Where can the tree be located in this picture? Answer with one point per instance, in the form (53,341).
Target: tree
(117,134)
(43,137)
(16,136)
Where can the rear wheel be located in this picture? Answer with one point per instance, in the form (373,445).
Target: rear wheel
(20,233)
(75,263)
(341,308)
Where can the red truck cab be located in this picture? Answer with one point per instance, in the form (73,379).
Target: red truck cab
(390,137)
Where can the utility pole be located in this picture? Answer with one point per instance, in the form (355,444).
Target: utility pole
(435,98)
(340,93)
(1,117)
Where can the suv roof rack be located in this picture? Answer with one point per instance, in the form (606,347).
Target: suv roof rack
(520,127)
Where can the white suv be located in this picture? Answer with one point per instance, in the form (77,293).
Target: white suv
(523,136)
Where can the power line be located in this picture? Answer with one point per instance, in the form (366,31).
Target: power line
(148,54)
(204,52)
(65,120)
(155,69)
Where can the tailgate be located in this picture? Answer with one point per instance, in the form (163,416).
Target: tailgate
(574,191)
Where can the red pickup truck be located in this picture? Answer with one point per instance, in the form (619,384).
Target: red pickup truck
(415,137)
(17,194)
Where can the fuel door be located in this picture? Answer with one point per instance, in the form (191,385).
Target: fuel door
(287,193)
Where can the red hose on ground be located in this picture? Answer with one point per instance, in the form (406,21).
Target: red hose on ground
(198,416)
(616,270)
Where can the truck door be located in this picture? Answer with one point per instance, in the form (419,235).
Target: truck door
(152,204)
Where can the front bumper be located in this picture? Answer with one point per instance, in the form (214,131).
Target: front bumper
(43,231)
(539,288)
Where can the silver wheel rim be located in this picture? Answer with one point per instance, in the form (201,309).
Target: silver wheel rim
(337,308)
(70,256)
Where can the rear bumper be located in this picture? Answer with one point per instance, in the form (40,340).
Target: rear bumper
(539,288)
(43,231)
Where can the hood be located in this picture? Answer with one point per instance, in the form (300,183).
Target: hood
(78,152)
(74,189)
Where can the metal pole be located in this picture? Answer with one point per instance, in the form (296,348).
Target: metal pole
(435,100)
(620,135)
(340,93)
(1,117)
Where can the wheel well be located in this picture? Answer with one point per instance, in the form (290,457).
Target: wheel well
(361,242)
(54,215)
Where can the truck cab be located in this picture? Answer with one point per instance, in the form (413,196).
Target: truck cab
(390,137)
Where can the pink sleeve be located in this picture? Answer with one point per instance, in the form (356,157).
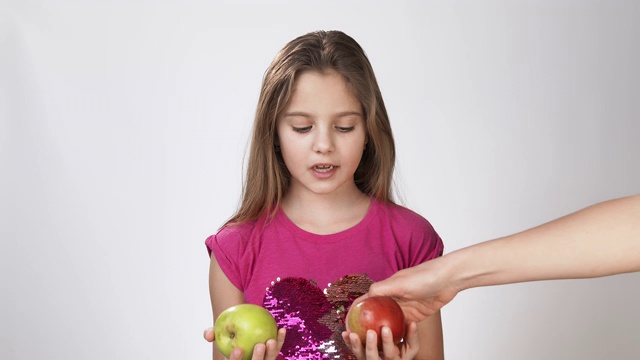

______________________________

Rewrite every entry above, changing "this picture" to "this photo" each time it occurs and keeping everything else the same. Leave the pictures out of your answer.

Where can the tree be located in this photo? Answer with one point per instance, in the form (53,341).
Target: tree
(117,134)
(43,137)
(16,136)
Where can the rear wheel be located in this photo? Answer with one point per instance, in the form (373,445).
Target: rear wheel
(20,233)
(75,263)
(341,308)
Where can the red truck cab be located in this photo? Answer with one point per instance, in the form (73,379).
Target: red truck cab
(390,137)
Where can the utility pole be located in this photo? Answer with one point per instance, in the form (355,444).
Target: utility pole
(435,98)
(340,93)
(1,117)
Where can the suv roof rack be located in this photo? Answer with one point per instance, in the form (606,347).
Target: suv roof rack
(520,127)
Where can the white suv be located in this photo? Answer with one point per instance, in the form (77,293).
Target: white suv
(523,136)
Where can the power line be located in this photo? Answer with one point per instance, in the form (366,31).
Target: power line
(148,54)
(204,52)
(65,120)
(155,69)
Where can the tailgate be located in this photo? Answer with one point per instance, in the form (163,416).
Target: tailgate
(574,191)
Where can the red pickup truck be located in this photo? Answer with one point per instance, in the form (619,384).
Target: red pickup truck
(415,137)
(17,194)
Where can the fuel door be located in this photo? Answer with one point per instance, in the form (191,385).
Target: fuel door
(287,193)
Where can the red hose on ground be located in this photo? Answer with one point per instance, in the form (406,21).
Target: red hose on ground
(198,416)
(616,270)
Where can the truck door be located in this photo? Answer with one point per instance, in the form (419,235).
Target: truck door
(152,204)
Where can the front bumper be located in this photo? Answer with one point per instance, in the form (214,131).
Target: front bumper
(43,231)
(539,288)
Where can the silver wheel rim be located in this photo? Answer with one point per instance, in the form (201,309).
Target: silver wheel rim
(337,308)
(70,256)
Where can the rear bumper be located in this photo? Answer with one point per instance, in the form (40,340).
Target: rear bumper
(539,288)
(43,231)
Where can the hood be located in this photo? Answer with one point per instance, in the form (300,183).
Target: hood
(78,152)
(74,189)
Where can the metal pole be located in this photo? Answer with one point per instance, in the form (296,348).
Target: metal pole
(435,100)
(620,135)
(340,93)
(1,117)
Where can the wheel well be located in this photo? Answer with one point per instance, in the form (290,457).
Target: wheel well
(361,242)
(54,215)
Where can the truck cab be located in this photo? Answer with one point per instance, in the form (413,196).
Target: truck cab
(390,137)
Where can the pink sleeve be located in this photo? Answer with one point per instance, in the form (356,157).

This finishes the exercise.